SOURCE MATERIAL →
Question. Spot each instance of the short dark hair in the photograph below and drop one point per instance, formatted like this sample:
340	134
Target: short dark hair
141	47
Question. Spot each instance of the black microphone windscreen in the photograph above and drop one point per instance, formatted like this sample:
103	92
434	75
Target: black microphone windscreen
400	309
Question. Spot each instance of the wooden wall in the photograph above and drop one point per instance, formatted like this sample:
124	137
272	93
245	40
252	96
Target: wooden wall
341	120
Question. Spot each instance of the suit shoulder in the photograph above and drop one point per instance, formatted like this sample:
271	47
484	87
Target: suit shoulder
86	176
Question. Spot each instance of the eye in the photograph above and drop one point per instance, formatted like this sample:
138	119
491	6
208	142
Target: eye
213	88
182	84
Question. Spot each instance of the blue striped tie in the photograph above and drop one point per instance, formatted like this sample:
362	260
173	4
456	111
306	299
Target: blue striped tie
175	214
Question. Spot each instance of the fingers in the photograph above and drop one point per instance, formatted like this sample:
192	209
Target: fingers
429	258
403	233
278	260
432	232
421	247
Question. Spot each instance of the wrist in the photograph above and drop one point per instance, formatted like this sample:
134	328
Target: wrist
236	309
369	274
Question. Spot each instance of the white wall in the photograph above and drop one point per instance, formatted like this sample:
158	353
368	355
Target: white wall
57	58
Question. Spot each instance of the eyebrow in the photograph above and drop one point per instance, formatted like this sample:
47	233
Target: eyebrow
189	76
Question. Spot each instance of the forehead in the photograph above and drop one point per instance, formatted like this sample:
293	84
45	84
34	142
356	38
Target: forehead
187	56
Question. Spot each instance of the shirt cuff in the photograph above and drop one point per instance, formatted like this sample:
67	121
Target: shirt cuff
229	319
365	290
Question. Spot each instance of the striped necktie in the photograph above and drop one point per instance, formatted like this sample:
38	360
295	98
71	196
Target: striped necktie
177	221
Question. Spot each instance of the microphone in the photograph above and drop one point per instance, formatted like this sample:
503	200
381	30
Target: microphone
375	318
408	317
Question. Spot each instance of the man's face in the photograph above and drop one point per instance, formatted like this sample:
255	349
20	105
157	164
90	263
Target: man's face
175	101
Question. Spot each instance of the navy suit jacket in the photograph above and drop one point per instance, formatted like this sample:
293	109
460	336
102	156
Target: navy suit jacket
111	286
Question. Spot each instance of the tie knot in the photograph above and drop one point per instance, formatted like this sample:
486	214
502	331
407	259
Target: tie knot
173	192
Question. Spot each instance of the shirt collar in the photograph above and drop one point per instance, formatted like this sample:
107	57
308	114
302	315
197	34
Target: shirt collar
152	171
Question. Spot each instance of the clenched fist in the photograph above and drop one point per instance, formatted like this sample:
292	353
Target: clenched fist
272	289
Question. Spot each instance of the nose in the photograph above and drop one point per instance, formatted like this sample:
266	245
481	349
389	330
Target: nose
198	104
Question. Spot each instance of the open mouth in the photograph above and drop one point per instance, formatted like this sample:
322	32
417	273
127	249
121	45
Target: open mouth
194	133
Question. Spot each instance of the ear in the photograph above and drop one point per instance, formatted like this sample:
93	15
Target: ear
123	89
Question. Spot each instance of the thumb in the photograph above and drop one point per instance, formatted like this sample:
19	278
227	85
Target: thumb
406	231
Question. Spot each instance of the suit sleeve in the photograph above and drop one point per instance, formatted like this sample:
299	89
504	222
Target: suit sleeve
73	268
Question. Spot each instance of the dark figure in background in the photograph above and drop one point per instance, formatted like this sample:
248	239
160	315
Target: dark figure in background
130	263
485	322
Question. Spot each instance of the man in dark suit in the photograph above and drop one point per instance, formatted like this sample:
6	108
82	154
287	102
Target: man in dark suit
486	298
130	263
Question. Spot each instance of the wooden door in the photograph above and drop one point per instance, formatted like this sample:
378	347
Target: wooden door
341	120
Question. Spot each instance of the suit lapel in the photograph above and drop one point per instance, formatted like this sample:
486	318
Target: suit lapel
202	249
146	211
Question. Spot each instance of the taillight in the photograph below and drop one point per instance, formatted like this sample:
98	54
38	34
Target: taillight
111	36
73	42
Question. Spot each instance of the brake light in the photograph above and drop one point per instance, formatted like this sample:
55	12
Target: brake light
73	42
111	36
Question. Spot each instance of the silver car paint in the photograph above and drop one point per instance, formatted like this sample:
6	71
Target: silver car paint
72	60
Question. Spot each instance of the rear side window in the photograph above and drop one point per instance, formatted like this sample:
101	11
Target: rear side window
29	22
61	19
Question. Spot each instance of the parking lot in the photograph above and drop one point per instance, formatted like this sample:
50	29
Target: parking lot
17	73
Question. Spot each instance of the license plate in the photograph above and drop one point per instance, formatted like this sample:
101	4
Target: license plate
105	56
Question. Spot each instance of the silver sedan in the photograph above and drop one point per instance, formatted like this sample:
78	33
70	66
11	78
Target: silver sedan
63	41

WHAT YOU HAVE TO DO → Using the data above, repeat every line exactly.

SOLUTION FOR THIS PROBLEM →
Question. Spot each instance of the short dark hair in the photograph below and drop one point per instance, formatted like this sample:
340	134
Target: short dark hair
141	47
Question. Spot each instance of the black microphone windscreen in the photograph above and drop one point per instance, formatted like this sample:
103	92
434	75
Target: black microphone windscreen
400	309
Question. Spot each instance of the wooden wall in the photograph above and drop one point per instance, formatted like this sample:
124	137
272	93
245	40
252	96
Target: wooden wall
341	120
Question. Spot each instance of the suit shoulder in the photograph above and drop one point per instance, formatted like this sample:
271	47
484	87
Target: suit shoulder
86	176
Question. Spot each instance of the eye in the photograph above and drop one point per instance, formatted like this sample:
138	119
491	6
208	142
Target: eye
213	88
182	84
Question. Spot each instance of the blue striped tie in the photograph above and drop one point per instance, formatted like this sample:
362	260
173	4
456	111
306	299
Target: blue striped tie
175	214
Question. Spot each instance of the fingers in the photograph above and drop one point per instance, formatted like this sample:
192	209
Target: fingers
429	258
403	233
278	260
432	232
421	247
Question. Spot each instance of the wrist in the photograph above and drop one point per instance, formatted like this sample:
134	328
Target: wrist
236	309
369	274
Question. Spot each instance of the white wall in the photograph above and drop one point per instance, formatted like this sample:
158	353
368	355
Target: white wall
57	58
Question. Spot each instance of the eyebrow in the photograph above and drop one point per instance, formatted like this sample:
47	233
Target: eyebrow
189	76
Question. Spot each instance of the forehead in the photograph above and drop one point per instance, formatted like this sample:
293	84
45	84
34	142
356	38
Target: forehead
187	56
Question. Spot each instance of the shirt cuff in the photograph above and drop one point per instance, formatted like this sample:
67	121
Target: shirt cuff
229	319
365	290
Question. Spot each instance of the striped necktie in the photograph above and drop one point per instance, formatted like this sample:
38	360
295	98
71	196
Target: striped necktie
177	221
Question. Spot each instance of the microphone in the photograph above and drop one point per instance, formatted like this sample:
503	200
381	30
Target: microphone
375	318
408	317
Question. Spot each instance of the man's face in the photograph above and drop one point per instance, formatted like this sample:
255	349
20	105
157	164
90	263
Target: man's face
175	101
Question. Spot each instance of the navy suit jacket in the photograph above and drop one point per instance, formatted like this sample:
293	109
460	336
102	156
Target: navy suit jacket
111	286
Question. Spot each instance of the tie knot in the photograph above and drop one point per instance, formatted like this sample:
486	214
502	331
407	259
Target: tie knot
173	192
Question. Spot each instance of the shirt collar in the photograph above and drop one point per instance, formatted like this sample:
107	57
308	114
302	315
197	34
Target: shirt collar
152	171
Question. Spot each instance of the clenched fist in the photograph above and drop one point per instance, formatted like this sample:
292	353
Target: clenched fist
272	289
Question. Spot each instance of the nose in the photograph above and drop one point per instance, formatted like this sample:
266	245
481	349
389	330
Target: nose
198	104
Question. Spot each instance of the open mouth in the photograph above and drop one point per instance, formatted like this sample:
322	32
417	273
127	249
121	45
Target: open mouth
194	133
Question. Spot each instance of the ear in the photograph above and drop one point per instance, formatted like this sample:
93	15
Target: ear
123	89
Question. Spot each instance of the thumb in the photograph above and drop one point per instance, formatted like this sample:
19	278
227	85
Target: thumb
406	231
Question. Spot each instance of the suit sleeve in the photograph above and drop one point per instance, formatted like this sample:
299	89
504	222
Target: suit sleeve
73	268
Question. Spot each instance of the dark figure in background in the photograph above and drop one point per instance, formatted like this sample:
248	239
160	315
Target: dark figure in background
130	263
485	322
Question. Spot each instance of the man in dark suit in the photograph above and drop one point per instance, formatted like this sample:
6	108
82	154
287	102
Target: man in dark suit
486	298
130	263
Question. Spot each instance of the wooden door in the photograph above and drop one point per instance, formatted like this sample:
378	347
Target: wooden door
341	120
Question. Spot each instance of the suit lapel in the photograph above and drop one point per instance, formatted like this sample:
486	318
Target: suit lapel
202	249
146	211
Question. Spot each instance of the taillight in the photograph below and drop one point per instance, formatted like this sample:
98	54
38	34
Target: taillight
111	36
73	42
Question. Spot each instance of the brake light in the photograph above and drop one point per instance, formatted like this sample:
55	12
Target: brake light
73	42
111	36
Question. Spot each instance of the silver car paint in the photograph above and drop one point per instance, formatted like this sample:
6	71
Target: silver car paint
72	60
Question. Spot each instance of the rear side window in the photograph above and drop one point per instance, formatted like this sample:
101	11
Target: rear side window
29	22
61	19
Question. Spot each instance of the parking lot in the photograph above and drop one point per instance, formatted like this sample:
50	29
Target: parking lot
17	73
Question. Spot each instance of the license plate in the photograph above and drop one point per instance, formatted like this sample:
101	4
Target: license plate
105	56
Question. Spot each instance of the silver sedan in the photograph above and drop one point per instance, formatted like this sample:
78	33
70	66
11	78
Target: silver sedan
63	41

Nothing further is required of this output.